▶ [What this exercise asks]:
1/ List each username that appears as a poster in the foster-home thread below, naming every one only once.
2/ From the foster-home thread below, extract word for word the part that opens with the words containing "Hi everyone. I" and closes with "be much appreciated.".

▶ [Selected text]:

# Urgent foster home needed: Tabitha, tortoiseshell cat



## hmccoy (Nov 21, 2012)

Hi everyone. I desperately need to find a temprary home for my cat Tabitha. I'm currently in an emergency housing situation and have no where to keep her. Here are some pictures:

i50.tinypic.com/2cne82e.jpg
i49.tinypic.com/215078.jpg
i45.tinypic.com/2zjflat.jpg

8 years old, tortie. Neutered. Indoor kitty. She can be quite shy and timid at first but warms up to be affectionate soon enough. I'm based in London (north west), she's currently in Bracknell (long story, in a cattery we can't really afford), I'm willing to travel to bring her to you. It shouldn't be for more than 2 or 3 months. Even if you can't help, if you know someone who might be able to, I'd appreciate if you could pass it on. I'm really distressed about this, words of advice/encouragement would also be much appreciated.

Thanks for reading. 
-Helena


----------



## catcoonz (Aug 4, 2012)

i cant get the images to work to see how pretty she is.


----------



## Cookieandme (Dec 29, 2011)

Perhaps if you could post on the Animal lifeline uk forum, someone might be able to help.


----------



## hmccoy (Nov 21, 2012)

Catcoonz: eep, can't get them to show up, but copying and pasting works I think. x

Cookieandme: Thanks for the advice, will do so


----------



## Ang2 (Jun 15, 2012)

Any update on this?


----------



## Calvine (Aug 20, 2012)

catcoonz said:


> i cant get the images to work to see how pretty she is.


Neither can I catcoonz, they have come up in strange format.


----------



## catcoonz (Aug 4, 2012)

i could possibly make room at the GH rescue just set up, but you would need to make a donation to cover her food as i cant use rescue donated funds to help.


----------



## hmccoy (Nov 21, 2012)

▶ [Data supplied]:
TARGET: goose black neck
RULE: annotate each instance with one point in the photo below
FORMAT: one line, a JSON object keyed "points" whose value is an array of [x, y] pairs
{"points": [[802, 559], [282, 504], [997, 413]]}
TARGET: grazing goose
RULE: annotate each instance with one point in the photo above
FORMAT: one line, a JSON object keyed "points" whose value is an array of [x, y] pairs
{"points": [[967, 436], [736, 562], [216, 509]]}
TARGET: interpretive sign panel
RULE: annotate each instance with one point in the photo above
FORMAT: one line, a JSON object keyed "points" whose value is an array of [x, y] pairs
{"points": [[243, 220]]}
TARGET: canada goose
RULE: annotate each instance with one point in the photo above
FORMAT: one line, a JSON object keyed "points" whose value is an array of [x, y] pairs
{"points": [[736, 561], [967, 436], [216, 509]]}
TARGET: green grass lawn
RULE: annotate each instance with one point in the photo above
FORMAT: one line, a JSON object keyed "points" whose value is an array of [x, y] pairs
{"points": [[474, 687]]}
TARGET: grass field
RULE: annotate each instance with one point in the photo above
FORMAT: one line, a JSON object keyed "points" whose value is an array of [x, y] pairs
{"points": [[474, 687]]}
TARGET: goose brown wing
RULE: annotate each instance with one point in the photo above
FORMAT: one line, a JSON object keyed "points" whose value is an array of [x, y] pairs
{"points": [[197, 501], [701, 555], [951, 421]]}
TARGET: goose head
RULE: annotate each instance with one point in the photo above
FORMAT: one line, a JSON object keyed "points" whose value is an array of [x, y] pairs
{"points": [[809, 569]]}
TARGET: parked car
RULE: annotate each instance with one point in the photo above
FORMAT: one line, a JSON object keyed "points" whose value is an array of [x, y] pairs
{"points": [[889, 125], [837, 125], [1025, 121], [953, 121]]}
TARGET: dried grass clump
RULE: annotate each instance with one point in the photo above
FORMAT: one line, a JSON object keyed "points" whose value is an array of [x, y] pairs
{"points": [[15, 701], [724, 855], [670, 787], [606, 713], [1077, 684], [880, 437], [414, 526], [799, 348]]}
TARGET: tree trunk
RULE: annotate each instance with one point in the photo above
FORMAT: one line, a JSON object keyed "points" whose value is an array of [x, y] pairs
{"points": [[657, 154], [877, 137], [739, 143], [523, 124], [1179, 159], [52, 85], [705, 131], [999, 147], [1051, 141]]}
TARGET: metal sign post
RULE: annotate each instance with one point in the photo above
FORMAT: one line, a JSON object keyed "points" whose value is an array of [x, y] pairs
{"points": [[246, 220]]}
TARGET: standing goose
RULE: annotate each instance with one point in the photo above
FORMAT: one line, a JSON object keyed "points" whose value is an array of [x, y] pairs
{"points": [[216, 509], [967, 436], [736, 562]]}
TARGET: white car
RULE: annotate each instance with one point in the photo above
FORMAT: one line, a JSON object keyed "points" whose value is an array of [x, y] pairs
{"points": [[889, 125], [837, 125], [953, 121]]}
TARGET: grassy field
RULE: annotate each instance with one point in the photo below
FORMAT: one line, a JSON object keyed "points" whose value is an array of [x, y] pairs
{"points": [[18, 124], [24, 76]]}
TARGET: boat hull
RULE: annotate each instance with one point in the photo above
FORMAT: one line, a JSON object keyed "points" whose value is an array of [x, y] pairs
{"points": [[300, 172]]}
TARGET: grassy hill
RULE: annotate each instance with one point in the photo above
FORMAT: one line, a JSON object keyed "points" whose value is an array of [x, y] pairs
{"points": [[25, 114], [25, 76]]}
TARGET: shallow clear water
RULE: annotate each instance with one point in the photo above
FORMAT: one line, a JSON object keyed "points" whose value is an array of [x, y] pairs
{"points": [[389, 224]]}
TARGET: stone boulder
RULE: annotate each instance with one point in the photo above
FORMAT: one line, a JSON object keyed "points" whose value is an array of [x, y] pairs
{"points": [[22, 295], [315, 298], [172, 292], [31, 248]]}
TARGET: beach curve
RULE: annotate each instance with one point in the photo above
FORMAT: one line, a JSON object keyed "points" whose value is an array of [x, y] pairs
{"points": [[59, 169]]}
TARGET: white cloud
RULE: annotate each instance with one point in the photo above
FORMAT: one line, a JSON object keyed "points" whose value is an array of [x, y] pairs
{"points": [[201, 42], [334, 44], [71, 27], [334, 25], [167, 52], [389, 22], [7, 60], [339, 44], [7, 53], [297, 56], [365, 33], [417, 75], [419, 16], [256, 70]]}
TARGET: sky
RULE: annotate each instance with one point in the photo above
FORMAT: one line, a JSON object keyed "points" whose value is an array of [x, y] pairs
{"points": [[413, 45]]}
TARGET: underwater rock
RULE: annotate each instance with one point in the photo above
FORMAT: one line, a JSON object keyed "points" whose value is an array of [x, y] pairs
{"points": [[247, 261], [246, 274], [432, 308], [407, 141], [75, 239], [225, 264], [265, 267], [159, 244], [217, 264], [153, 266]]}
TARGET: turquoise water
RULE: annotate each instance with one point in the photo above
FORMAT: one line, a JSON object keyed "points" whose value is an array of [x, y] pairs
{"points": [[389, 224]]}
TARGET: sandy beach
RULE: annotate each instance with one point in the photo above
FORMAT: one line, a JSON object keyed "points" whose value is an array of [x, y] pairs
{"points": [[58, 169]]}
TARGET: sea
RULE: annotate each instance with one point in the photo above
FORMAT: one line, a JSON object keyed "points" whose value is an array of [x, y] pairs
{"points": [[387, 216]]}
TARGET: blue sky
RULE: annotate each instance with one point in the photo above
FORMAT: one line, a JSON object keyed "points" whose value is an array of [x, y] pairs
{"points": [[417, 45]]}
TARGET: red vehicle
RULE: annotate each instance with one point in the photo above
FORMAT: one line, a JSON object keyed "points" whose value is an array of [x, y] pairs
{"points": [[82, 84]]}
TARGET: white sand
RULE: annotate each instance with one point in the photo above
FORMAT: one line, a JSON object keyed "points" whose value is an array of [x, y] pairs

▶ [Answer list]:
1/ hmccoy, catcoonz, Cookieandme, Ang2, Calvine

2/
Hi everyone. I desperately need to find a temprary home for my cat Tabitha. I'm currently in an emergency housing situation and have no where to keep her. Here are some pictures:

i50.tinypic.com/2cne82e.jpg
i49.tinypic.com/215078.jpg
i45.tinypic.com/2zjflat.jpg

8 years old, tortie. Neutered. Indoor kitty. She can be quite shy and timid at first but warms up to be affectionate soon enough. I'm based in London (north west), she's currently in Bracknell (long story, in a cattery we can't really afford), I'm willing to travel to bring her to you. It shouldn't be for more than 2 or 3 months. Even if you can't help, if you know someone who might be able to, I'd appreciate if you could pass it on. I'm really distressed about this, words of advice/encouragement would also be much appreciated.